[DATASET CONTENT — start]

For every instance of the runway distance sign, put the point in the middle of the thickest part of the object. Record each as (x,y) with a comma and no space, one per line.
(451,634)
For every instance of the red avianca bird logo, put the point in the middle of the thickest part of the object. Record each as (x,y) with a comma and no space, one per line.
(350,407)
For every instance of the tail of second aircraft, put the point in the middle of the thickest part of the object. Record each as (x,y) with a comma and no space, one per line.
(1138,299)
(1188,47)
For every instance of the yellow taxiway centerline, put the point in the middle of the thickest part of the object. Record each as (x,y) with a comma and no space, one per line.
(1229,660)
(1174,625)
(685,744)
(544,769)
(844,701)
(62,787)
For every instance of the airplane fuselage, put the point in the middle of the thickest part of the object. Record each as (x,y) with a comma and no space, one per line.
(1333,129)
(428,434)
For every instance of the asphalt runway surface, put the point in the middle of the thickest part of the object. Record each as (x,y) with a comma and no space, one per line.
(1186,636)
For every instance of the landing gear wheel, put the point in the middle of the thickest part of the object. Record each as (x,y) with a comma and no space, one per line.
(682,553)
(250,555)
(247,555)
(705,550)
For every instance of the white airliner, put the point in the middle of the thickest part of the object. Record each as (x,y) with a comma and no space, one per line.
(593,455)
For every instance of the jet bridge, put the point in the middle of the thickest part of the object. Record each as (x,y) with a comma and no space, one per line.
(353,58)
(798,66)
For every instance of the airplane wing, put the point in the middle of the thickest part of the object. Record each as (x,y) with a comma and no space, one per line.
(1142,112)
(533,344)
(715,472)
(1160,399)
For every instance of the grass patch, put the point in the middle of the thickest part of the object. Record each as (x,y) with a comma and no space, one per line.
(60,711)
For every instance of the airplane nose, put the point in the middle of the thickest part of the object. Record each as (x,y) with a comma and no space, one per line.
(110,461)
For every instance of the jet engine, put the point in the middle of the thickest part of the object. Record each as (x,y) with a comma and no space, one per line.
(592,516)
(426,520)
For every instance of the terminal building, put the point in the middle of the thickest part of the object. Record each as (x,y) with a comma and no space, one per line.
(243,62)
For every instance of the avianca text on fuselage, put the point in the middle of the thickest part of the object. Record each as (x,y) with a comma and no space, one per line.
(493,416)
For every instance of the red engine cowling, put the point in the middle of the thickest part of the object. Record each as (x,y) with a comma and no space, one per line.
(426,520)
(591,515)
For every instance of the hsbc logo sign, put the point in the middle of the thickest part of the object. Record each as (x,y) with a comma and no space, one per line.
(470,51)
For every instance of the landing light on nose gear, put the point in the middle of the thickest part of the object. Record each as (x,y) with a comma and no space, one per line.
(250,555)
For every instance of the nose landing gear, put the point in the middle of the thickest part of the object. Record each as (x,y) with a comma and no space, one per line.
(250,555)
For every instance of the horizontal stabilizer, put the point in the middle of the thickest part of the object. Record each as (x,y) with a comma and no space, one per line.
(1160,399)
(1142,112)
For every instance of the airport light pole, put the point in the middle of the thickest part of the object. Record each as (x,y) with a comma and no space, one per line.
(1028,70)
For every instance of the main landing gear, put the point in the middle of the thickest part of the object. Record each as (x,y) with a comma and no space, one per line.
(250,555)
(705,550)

[DATASET CONTENT — finish]

■ TASK DETAILS: Once you have read the records above, set every one of them down again exactly.

■ SOLUTION TO THE EXERCISE:
For every instance of the runway distance sign, put the point in the middle of the thickest part of the object. Record each as (x,y) with a comma and no space, one per line.
(451,634)
For every instance of the red avianca bird logo, put the point in the middle of the thickest part of the object. Record each as (x,y) with a comma and no space, one per line.
(350,407)
For every instance of the tail of second aircraft, put the point in the middle of the thickest part of the object. Record each as (x,y) with a comma and no space, one per line.
(1138,299)
(1188,47)
For every instance of the yellow taxiway centerline, put the point in the middle of the thickest part of the object. Record each as (x,y) with a comma and no space, one per line.
(1229,660)
(1174,625)
(685,744)
(544,769)
(844,701)
(62,787)
For every instance of the airplane fuselage, put the point in the middle of the thickest part of the object. Record each as (x,y) with a comma and no space, one per line.
(1333,129)
(428,434)
For every instance of the asphalt runway surface, put the point in the middle of the thickest part of the object. Record each as (x,y) with a comma and no space, one per line.
(1186,636)
For every instance of the landing gear wheel, put the point in the middle of the thickest part of the object. Record each as (x,y) with a comma and no space, one per line.
(682,553)
(250,555)
(247,555)
(705,550)
For every instance of the white airliner, put the point in the middle of the thickest part of the object. Record each as (x,y) with a comma and no space, one per line.
(593,455)
For every instance of the jet bridge, put the point in the middle of the thickest part of the object. Record each as (x,y) with a comma and no space, one per line.
(353,58)
(798,66)
For every instance of the airplane wing, put the point in the middle of the thickest part of the object. Record each as (x,y) with a comma and no space, one per line.
(1142,112)
(533,344)
(715,472)
(1160,399)
For every instance of the grass patch, put the point in the middle of the thickest part of the object. Record each as (x,y) with a comma and no space, one per line.
(60,711)
For every instance of the airplane nose, put the point in the middle of the thickest part of the object. Record each as (x,y) with a comma and no space, one per line.
(110,461)
For every instance of the jet engine, put the point in the middle of the thickest part of the object. Record each as (x,y) with a comma and no space, one per line.
(592,516)
(426,520)
For every instance of the terminal building, put the point in the middle of the thickest part of the object. Record each as (x,y) with a comma and no space, one per line.
(243,62)
For every instance of the avianca text on fuselage, put the point in the middle of the thickest part of the object. Record each as (x,y) with a comma and no space, one per line.
(493,416)
For every instance of the red engine cowling, put the point in the middle of the thickest part of the object. Record each as (x,y) with a comma and no space, one per line.
(426,520)
(591,515)
For every instance of the hsbc logo sign, put the point in the middle of the thickest part of the object. Record each as (x,y) with a comma and no space, one per line.
(470,51)
For every instance of the landing light on nose gear, put the point in the middle of the thickest part of the object. Record each as (x,y) with a comma and no space, one per line.
(250,555)
For every instance of the nose landing gear, put the point in the middle of the thickest part of the object. Record each as (x,y) with a comma and no space, one per line.
(250,555)
For every instance of the horizontal stabilizer, put the point in the middle of the thickest part of the object. Record each as (x,y) with a comma and no space, one per line.
(1160,399)
(1142,112)
For every instance of the airport light pole, put the point in the middle of the thickest part of the object. Record each as (x,y) with a comma and no space, one per line.
(1028,70)
For every instance of the main landing gear, put the point in the middle of the thickest part of the object. Record each as (x,y) with a comma and no space, one per line.
(250,555)
(705,550)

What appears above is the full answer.